→ **Required work**
Rewrite every line of the rows below as a numbered list, skipping blank lines and leaving the pictures out of your answer.

━━━━

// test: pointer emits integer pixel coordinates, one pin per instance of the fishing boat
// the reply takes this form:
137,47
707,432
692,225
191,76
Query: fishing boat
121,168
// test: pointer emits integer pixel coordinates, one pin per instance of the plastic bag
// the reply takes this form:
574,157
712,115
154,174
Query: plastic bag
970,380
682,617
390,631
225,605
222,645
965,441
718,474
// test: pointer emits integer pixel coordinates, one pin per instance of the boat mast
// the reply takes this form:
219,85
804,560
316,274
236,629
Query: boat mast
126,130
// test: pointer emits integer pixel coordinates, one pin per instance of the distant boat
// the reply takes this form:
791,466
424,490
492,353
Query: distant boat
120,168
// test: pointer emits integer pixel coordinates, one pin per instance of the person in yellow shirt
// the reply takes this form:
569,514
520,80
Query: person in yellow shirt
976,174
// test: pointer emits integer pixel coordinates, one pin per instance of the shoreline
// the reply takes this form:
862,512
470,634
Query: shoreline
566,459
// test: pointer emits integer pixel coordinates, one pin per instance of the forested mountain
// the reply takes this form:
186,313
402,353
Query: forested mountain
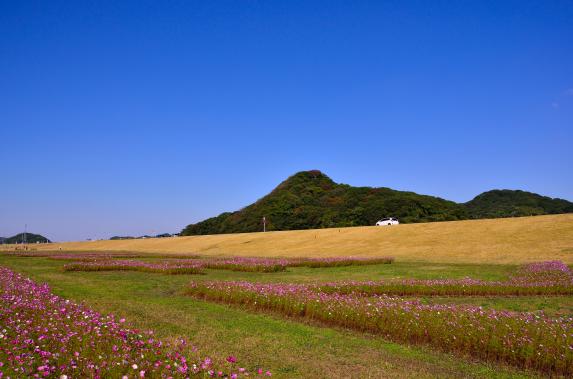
30,238
508,203
310,199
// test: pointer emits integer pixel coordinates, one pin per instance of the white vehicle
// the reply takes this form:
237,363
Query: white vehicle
388,221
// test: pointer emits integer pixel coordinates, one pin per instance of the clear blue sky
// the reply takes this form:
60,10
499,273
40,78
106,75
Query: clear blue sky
133,117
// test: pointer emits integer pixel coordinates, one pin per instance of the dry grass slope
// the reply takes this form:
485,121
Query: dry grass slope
513,240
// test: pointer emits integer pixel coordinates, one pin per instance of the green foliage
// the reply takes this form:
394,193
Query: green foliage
30,238
508,203
310,199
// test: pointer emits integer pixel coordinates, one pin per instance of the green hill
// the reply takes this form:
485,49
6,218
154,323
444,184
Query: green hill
30,238
310,199
508,203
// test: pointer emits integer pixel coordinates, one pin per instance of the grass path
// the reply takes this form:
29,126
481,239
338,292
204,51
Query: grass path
290,349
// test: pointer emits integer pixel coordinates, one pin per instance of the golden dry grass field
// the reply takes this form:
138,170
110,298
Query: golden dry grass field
510,240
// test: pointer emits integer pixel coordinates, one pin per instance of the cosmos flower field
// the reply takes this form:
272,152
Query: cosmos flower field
197,266
45,335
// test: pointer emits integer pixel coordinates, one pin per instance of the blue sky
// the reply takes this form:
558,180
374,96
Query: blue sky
139,117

━━━━

→ **Exercise result**
1. // test: pointer emits integer pixel coordinates, one pin per instance of the fishing boat
2. // the reply takes this form:
3. 137,47
4. 707,432
5. 692,225
6. 191,76
7. Query: fishing boat
8. 121,168
9. // test: pointer emits integer pixel coordinates, one pin per instance of the plastic bag
10. // the reply takes this form:
11. 574,157
12. 712,115
13. 154,174
14. Query: plastic bag
15. 970,380
16. 682,617
17. 390,631
18. 225,605
19. 222,645
20. 965,441
21. 718,474
22. // test: pointer emits integer pixel coordinates, one pin per instance of the boat mast
23. // the reply takes this form:
24. 219,85
25. 804,560
26. 316,274
27. 236,629
28. Query: boat mast
29. 126,130
30. // test: pointer emits integer pixel coordinates, one pin per instance of the distant boat
31. // the reply takes this form:
32. 791,466
33. 424,490
34. 492,353
35. Query: distant boat
36. 120,168
37. // test: pointer emits integer pixel coordinates, one pin per instance of the person in yellow shirt
38. // the reply takes this form:
39. 569,514
40. 520,80
41. Query: person in yellow shirt
42. 976,174
43. // test: pointer emits integer pixel coordinates, one pin per instance of the shoreline
44. // the reply takes this form:
45. 862,512
46. 470,634
47. Query: shoreline
48. 566,459
49. // test: pointer emits integer pixel coordinates, one pin per instance of the forested mountain
50. // the reply takes this form:
51. 186,313
52. 402,353
53. Query: forested mountain
54. 30,238
55. 508,203
56. 310,199
57. // test: pointer emits integer pixel coordinates, one pin per instance of the white vehicle
58. // the reply takes this form:
59. 237,363
60. Query: white vehicle
61. 388,221
62. // test: pointer emits integer pixel coordinates, one pin per instance of the clear blue sky
63. // the reply takes this form:
64. 60,10
65. 499,273
66. 40,78
67. 106,75
68. Query: clear blue sky
69. 133,117
70. // test: pointer emits integer pixel coordinates, one pin per instance of the dry grass slope
71. // the reply takes this form:
72. 485,121
73. Query: dry grass slope
74. 513,240
75. // test: pointer emits integer pixel coordinates, one pin per instance of the green foliage
76. // the reply takes this form:
77. 394,193
78. Query: green foliage
79. 30,238
80. 508,203
81. 310,199
82. // test: pointer emits integer pixel coordinates, one pin per instance of the green hill
83. // the reply takes this form:
84. 485,49
85. 6,218
86. 154,323
87. 444,184
88. Query: green hill
89. 30,238
90. 310,199
91. 508,203
92. // test: pointer emits integer pixel coordinates, one pin per instance of the grass path
93. // the reply takes this form:
94. 29,126
95. 481,239
96. 338,292
97. 204,51
98. Query: grass path
99. 290,349
100. // test: pointer emits integer pixel coordinates, one pin per instance of the golden dry grass field
101. // the reply takes this form:
102. 138,170
103. 110,298
104. Query: golden dry grass field
105. 510,240
106. // test: pointer emits integer pixel coordinates, one pin per instance of the cosmos flower field
107. // the reply takes this form:
108. 272,152
109. Query: cosmos flower field
110. 197,266
111. 45,335
112. // test: pointer emits integer pixel coordinates, one pin per instance of the blue sky
113. // the reply takes this form:
114. 558,180
115. 374,96
116. Query: blue sky
117. 139,117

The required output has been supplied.